Job
Transcribe the material in full, exactly as written.

Material for this task
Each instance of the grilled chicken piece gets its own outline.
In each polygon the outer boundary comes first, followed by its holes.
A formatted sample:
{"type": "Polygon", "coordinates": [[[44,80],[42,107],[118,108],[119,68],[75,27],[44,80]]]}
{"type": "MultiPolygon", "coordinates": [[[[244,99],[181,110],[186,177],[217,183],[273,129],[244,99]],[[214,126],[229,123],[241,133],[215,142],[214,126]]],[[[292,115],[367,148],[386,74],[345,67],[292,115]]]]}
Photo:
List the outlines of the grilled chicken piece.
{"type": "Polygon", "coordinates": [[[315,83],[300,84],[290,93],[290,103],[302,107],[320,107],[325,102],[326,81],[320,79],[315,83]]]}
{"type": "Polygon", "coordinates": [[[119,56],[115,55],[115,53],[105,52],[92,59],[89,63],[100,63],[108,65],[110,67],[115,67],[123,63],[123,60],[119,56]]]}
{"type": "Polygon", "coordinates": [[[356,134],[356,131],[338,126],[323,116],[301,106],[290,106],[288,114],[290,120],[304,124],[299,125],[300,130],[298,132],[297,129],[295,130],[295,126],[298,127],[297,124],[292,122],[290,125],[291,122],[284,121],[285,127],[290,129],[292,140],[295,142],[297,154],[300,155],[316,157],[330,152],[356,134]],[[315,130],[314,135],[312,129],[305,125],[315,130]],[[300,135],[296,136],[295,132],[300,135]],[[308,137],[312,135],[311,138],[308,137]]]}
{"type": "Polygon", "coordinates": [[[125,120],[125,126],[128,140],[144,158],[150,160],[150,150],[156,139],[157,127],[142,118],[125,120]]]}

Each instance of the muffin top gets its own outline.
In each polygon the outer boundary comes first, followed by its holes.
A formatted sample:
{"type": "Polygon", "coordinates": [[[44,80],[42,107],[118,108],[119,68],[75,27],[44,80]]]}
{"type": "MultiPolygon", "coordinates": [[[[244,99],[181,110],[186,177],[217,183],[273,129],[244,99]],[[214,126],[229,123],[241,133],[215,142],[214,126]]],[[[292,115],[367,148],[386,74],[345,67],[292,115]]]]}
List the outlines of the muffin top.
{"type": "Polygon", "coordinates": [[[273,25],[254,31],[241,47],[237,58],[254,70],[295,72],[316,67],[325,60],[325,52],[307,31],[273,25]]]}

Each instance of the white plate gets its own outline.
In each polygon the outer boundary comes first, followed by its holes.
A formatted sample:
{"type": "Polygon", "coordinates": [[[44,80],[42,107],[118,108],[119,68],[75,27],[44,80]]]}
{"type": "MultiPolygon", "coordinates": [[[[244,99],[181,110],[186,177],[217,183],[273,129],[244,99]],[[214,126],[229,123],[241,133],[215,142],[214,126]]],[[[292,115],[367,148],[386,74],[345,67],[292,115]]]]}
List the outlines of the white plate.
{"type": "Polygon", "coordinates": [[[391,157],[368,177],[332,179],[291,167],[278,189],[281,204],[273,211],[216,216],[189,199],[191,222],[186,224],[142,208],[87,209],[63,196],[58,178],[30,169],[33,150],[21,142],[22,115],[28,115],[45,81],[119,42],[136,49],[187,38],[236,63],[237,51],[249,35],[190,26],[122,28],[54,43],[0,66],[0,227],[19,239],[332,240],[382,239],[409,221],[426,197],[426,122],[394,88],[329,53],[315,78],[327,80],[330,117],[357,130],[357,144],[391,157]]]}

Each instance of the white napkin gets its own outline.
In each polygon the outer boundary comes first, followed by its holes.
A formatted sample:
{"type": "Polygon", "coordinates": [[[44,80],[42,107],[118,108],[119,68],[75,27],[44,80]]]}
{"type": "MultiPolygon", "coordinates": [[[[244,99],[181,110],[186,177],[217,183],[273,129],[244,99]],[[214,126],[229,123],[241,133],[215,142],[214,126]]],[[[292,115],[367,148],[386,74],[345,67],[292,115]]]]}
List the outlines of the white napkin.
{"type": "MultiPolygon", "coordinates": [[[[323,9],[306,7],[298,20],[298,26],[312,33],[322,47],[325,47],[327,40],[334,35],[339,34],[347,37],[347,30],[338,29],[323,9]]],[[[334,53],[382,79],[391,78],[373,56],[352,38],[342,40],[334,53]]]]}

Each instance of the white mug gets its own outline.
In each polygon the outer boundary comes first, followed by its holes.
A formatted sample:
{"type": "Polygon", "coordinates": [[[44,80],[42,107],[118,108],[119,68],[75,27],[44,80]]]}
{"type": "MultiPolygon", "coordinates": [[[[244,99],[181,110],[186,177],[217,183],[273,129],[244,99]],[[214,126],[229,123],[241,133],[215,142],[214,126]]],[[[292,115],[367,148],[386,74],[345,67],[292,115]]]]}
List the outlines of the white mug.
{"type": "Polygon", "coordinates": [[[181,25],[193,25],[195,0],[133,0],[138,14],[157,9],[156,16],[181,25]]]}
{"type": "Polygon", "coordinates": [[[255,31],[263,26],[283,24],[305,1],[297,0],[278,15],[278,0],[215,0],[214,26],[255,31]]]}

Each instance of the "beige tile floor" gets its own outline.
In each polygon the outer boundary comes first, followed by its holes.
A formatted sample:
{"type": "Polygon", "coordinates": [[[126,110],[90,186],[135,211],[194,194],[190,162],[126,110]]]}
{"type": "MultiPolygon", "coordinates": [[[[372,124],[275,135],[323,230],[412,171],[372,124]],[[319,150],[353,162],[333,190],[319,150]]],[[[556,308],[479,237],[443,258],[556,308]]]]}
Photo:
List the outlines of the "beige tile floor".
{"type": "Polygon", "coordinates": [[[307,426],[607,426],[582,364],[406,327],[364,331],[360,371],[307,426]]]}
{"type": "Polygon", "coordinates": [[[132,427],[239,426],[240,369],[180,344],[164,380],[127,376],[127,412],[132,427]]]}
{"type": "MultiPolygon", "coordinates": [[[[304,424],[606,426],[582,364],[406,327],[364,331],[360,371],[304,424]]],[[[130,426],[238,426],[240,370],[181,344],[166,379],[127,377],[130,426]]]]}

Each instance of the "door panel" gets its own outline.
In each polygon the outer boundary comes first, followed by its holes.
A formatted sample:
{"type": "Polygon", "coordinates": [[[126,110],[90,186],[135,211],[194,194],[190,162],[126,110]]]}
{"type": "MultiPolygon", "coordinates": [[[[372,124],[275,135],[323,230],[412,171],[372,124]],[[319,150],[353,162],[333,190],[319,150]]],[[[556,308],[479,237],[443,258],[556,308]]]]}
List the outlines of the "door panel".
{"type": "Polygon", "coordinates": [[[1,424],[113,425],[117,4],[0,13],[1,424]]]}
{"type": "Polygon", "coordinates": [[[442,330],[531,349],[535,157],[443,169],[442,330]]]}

The solution
Each instance of the grilled chicken piece gets its own outline.
In each polygon the outer boundary comes first, followed by its holes.
A formatted sample:
{"type": "Polygon", "coordinates": [[[44,80],[42,107],[118,108],[119,68],[75,27],[44,80]]]}
{"type": "MultiPolygon", "coordinates": [[[[244,99],[181,110],[186,177],[217,183],[273,129],[244,99]],[[214,126],[229,123],[241,133],[215,142],[214,126]]],[[[292,115],[367,148],[386,74],[345,67],[292,115]]]]}
Photo:
List the outlines of the grilled chicken piece.
{"type": "Polygon", "coordinates": [[[315,83],[300,84],[290,93],[290,103],[302,107],[320,107],[325,102],[326,81],[320,79],[315,83]]]}
{"type": "Polygon", "coordinates": [[[119,56],[115,55],[115,53],[105,52],[92,59],[89,63],[100,63],[108,65],[110,67],[115,67],[123,63],[123,60],[119,56]]]}
{"type": "Polygon", "coordinates": [[[356,134],[356,131],[338,126],[323,116],[301,106],[290,106],[288,114],[290,120],[304,124],[299,125],[300,130],[298,132],[297,129],[295,130],[295,126],[298,127],[297,124],[292,122],[290,125],[291,122],[284,121],[285,127],[290,129],[292,140],[295,142],[297,154],[300,155],[316,157],[330,152],[356,134]],[[315,130],[314,135],[312,129],[305,125],[315,130]],[[300,135],[296,136],[295,132],[300,135]],[[308,137],[312,135],[311,138],[308,137]]]}
{"type": "Polygon", "coordinates": [[[125,120],[125,126],[128,140],[144,158],[150,160],[150,150],[156,139],[157,127],[142,118],[125,120]]]}

Each instance of the muffin top gets its own outline.
In each polygon the outer boundary comes first, followed by its holes.
A formatted sample:
{"type": "Polygon", "coordinates": [[[44,80],[42,107],[118,108],[119,68],[75,27],[44,80]]]}
{"type": "MultiPolygon", "coordinates": [[[[244,99],[181,110],[186,177],[217,183],[273,129],[244,99]],[[214,126],[229,123],[241,133],[215,142],[214,126]]],[[[292,115],[367,148],[386,74],[345,67],[292,115]]]]}
List the outlines of the muffin top.
{"type": "Polygon", "coordinates": [[[273,25],[254,31],[241,47],[237,58],[254,70],[295,72],[316,67],[325,60],[325,52],[307,31],[273,25]]]}

Each instance of the white plate gets its own outline.
In each polygon the outer boundary comes first, followed by its holes.
A formatted sample:
{"type": "Polygon", "coordinates": [[[44,80],[42,107],[118,108],[119,68],[75,27],[44,80]]]}
{"type": "MultiPolygon", "coordinates": [[[[244,99],[181,110],[186,177],[217,183],[273,129],[244,99]],[[214,126],[229,123],[241,133],[215,142],[214,126]]],[[[292,115],[367,148],[386,74],[345,67],[292,115]]]]}
List the outlines of the white plate.
{"type": "Polygon", "coordinates": [[[391,157],[368,177],[332,179],[291,167],[278,189],[281,204],[273,211],[216,216],[189,199],[191,222],[186,224],[142,208],[87,209],[63,196],[58,178],[30,169],[33,150],[21,142],[22,115],[28,115],[45,81],[119,42],[136,49],[187,38],[236,63],[237,51],[249,35],[190,26],[122,28],[54,43],[0,66],[0,227],[19,239],[332,240],[382,239],[409,221],[426,197],[426,122],[394,88],[329,53],[315,78],[327,80],[330,117],[357,130],[357,144],[391,157]]]}

Each instance of the white napkin gets its own outline.
In each polygon the outer boundary comes first, followed by its holes.
A formatted sample:
{"type": "Polygon", "coordinates": [[[44,80],[42,107],[118,108],[119,68],[75,27],[44,80]]]}
{"type": "MultiPolygon", "coordinates": [[[[244,99],[181,110],[186,177],[217,183],[273,129],[244,99]],[[214,126],[229,123],[241,133],[215,142],[214,126]]],[[[292,115],[367,148],[386,74],[345,67],[292,115]]]]}
List the outlines of the white napkin.
{"type": "MultiPolygon", "coordinates": [[[[323,9],[306,7],[298,20],[298,26],[312,33],[322,47],[325,47],[327,40],[334,35],[339,34],[347,37],[347,30],[338,29],[323,9]]],[[[334,53],[382,79],[391,78],[373,56],[352,38],[342,40],[334,53]]]]}

Each instance of the white mug gets its own outline.
In each polygon the outer boundary comes first, followed by its holes.
A formatted sample:
{"type": "Polygon", "coordinates": [[[44,80],[42,107],[118,108],[119,68],[75,27],[44,80]]]}
{"type": "MultiPolygon", "coordinates": [[[[244,99],[181,110],[186,177],[217,183],[273,129],[244,99]],[[214,126],[229,123],[241,133],[215,142],[214,126]]],[[[292,115],[367,148],[386,74],[345,67],[292,115]]]]}
List the outlines of the white mug.
{"type": "Polygon", "coordinates": [[[181,25],[193,25],[195,0],[133,0],[138,14],[157,9],[156,16],[181,25]]]}
{"type": "Polygon", "coordinates": [[[255,31],[263,26],[283,24],[305,1],[297,0],[278,15],[278,0],[215,0],[214,26],[255,31]]]}

Each instance of the "beige tile floor" gets its own outline.
In each polygon the outer boundary comes first, followed by its holes.
A formatted sample:
{"type": "Polygon", "coordinates": [[[126,110],[90,186],[135,211],[194,194],[190,162],[126,110]]]}
{"type": "MultiPolygon", "coordinates": [[[[372,124],[275,135],[323,230],[412,171],[372,124]],[[319,150],[353,162],[333,190],[319,150]]],[[[556,308],[479,237],[443,258],[556,308]]]]}
Photo:
List the outlines of the "beige tile floor".
{"type": "Polygon", "coordinates": [[[307,426],[607,426],[582,364],[406,327],[364,331],[360,371],[307,426]]]}
{"type": "Polygon", "coordinates": [[[132,427],[239,426],[240,369],[180,344],[164,380],[127,376],[127,412],[132,427]]]}
{"type": "MultiPolygon", "coordinates": [[[[304,424],[606,426],[582,364],[406,327],[364,331],[360,371],[304,424]]],[[[130,426],[238,426],[240,370],[181,344],[166,379],[127,377],[130,426]]]]}

Each instance of the "door panel" gets its own outline.
In each polygon the outer boundary comes first, followed by its holes.
A formatted sample:
{"type": "Polygon", "coordinates": [[[126,110],[90,186],[135,211],[194,194],[190,162],[126,110]]]}
{"type": "MultiPolygon", "coordinates": [[[[372,124],[275,135],[323,230],[412,171],[372,124]],[[319,150],[353,162],[333,190],[319,150]]],[[[556,308],[479,237],[443,258],[556,308]]]]}
List the outlines of the "door panel".
{"type": "Polygon", "coordinates": [[[1,424],[113,425],[117,4],[0,13],[1,424]]]}
{"type": "Polygon", "coordinates": [[[442,330],[531,349],[535,157],[443,169],[442,330]]]}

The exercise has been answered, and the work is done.